**Worum es geht**.
Beantworte die folgenden Fragen zum Interview mit Harley Flanagan jeweils kurz.
1. Auf welchem Festival wurde Harley Flanagan getroffen?
2. Wer meldete sich als Erste für seine Website hardcorehalloffame.com?
3. Von welcher Band stammte die erste Platte, die ihn regelrecht umgehauen hat?

Auf dem diesjährigen Fury Fest in Frankreich trafen wir am Merchstand Harley Flanagan, den „Godfather of New York Hardcore“, welcher gerade mit seiner neuen Band HARLEY’S WAR um die Welt tourte. Viel mehr jedoch interessierte uns die Internetseite des CRO-MAGS-Mitbegründers mit dem klingenden Namen hardcorehalloffame.com, auf die er uns aufmerksam machte, weshalb wir den Paten der alten Schule um Audienz baten. Dabei stellte sich Herr Flanagan als durchaus sympathischer und relaxter, wenn auch in seiner Ausdrucksweise etwas roher Zeitgenosse dar, der auch mit knapp 40 noch immer mehr Hardcore im linken Zeh hat als so manche Jungspunde.

Erzähl uns doch ein wenig über deine neue Website hardcorehalloffame.com.

„Diese Seite ist mir sehr wichtig. Ich will den Kids von heute aus erster Hand die Entstehung von Hardcore vermitteln, und was die einzelnen Leute damals dazu bewegte, ein Instrument in die Hand zu nehmen und Teil dieser Szene zu werden, welche Platten sie zum Hardcore-Genre brachten, welche Bands generell sie am meisten inspirierten und vor allem, was für sie Hardcore überhaupt ausmacht. So etwas wird dir nicht im Geschichts- oder Musikunterricht in der Schule beigebracht, das kannst du auch nicht aus irgendwelchen Büchern lernen, die Menschen geschrieben haben, die damals nicht Teil dieser Szene waren. Also dachte ich mir, ich frage einfach meine besten Freunde, wie sie Teil dieser Bewegung wurden und wie sie damals alles miterlebt haben. Die ersten, die sich darauf meldeten, waren Henry Rollins und Darryl von den BAD BRAINS. Es folgten andere große Helden dieser Zeit wie Jimmy Gestapo von MURPHY’S LAW, Ian MacKaye von MINOR THREAT, Flea von den RED HOT CHILI PEPPERS, Roger Miret von AGNOSTIC FRONT, Milo Aukerman von den DESCENDENTS, Jerry Only und noch viele weitere. Wir sind gerade erst am Anfang mit dieser Seite, also checkt regelmäßig hardcorehalloffame.com. Ich betone noch mal, dass mir dieses Projekt sehr am Herzen liegt und ich für jeden Support dankbar bin!“

Würdest du dich eher Punk oder Hardcore zugehörig bezeichnen?

„Schwer zu sagen. Meine erste Platte, die mich regelrecht umgehauen hat, war von den SEX PISTOLS. Außerdem gab es zu der Zeit, als wir anfingen, Musik zu machen, noch keine Schublade für unsere Musik, erst später wurden wir als Hardcore bezeichnet. Wir sind praktisch die Kinder der ersten Stunde gewesen, die Initiatoren einer Evolution. Wir nahmen Punk und machten daraus Hardcore, von mir aus auch Hardcore-Punk. Genauso wie aus Rock’n’Roll Punkrock wurde. Als Punkrock Anfang der 80er immer weniger präsent war, haben wir Hardcore gemacht, um Punkrock am Leben zu erhalten.“

Und was hältst du von der neuen Hardcore-Schule?

**Datenteil**.

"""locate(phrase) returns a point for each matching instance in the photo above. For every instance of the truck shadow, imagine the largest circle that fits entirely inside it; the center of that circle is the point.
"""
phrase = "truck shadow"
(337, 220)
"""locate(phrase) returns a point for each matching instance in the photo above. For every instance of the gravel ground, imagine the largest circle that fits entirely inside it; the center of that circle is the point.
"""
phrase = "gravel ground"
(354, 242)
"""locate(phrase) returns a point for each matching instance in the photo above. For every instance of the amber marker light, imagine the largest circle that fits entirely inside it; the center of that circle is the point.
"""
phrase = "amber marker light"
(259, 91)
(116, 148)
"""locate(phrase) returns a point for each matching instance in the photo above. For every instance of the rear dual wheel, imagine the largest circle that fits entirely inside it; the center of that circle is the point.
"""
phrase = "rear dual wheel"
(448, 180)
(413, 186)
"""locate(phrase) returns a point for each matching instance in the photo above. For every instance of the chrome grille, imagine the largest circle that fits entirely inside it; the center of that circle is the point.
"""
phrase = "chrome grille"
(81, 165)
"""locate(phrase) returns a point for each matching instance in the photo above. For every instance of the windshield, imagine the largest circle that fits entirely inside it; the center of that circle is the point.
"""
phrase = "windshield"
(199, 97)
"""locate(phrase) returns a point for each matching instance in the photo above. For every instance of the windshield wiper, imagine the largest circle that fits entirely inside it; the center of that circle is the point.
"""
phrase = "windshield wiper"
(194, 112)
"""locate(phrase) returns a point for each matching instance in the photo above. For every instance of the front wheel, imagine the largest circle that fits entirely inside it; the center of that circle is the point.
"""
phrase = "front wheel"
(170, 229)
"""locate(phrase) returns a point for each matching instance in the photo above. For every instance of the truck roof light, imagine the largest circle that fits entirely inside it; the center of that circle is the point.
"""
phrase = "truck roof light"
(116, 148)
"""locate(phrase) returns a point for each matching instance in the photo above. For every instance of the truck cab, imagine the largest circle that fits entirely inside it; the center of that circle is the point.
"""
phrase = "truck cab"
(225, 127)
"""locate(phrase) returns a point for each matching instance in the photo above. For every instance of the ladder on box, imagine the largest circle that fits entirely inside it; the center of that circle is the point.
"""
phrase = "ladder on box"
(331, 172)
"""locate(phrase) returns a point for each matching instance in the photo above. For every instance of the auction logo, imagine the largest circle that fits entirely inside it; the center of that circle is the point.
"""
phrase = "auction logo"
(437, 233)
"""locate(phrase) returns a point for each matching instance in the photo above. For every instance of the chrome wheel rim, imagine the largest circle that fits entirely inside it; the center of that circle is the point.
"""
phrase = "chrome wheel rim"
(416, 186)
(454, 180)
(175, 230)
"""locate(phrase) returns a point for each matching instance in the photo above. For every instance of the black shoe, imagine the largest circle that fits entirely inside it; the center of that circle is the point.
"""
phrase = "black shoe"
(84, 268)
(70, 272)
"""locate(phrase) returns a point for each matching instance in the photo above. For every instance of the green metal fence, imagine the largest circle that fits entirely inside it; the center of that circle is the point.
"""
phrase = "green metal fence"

**Gelöste Aufgabe**.
1. Auf dem Fury Fest in Frankreich.
2. Henry Rollins und Darryl von den BAD BRAINS.
3. Von den SEX PISTOLS.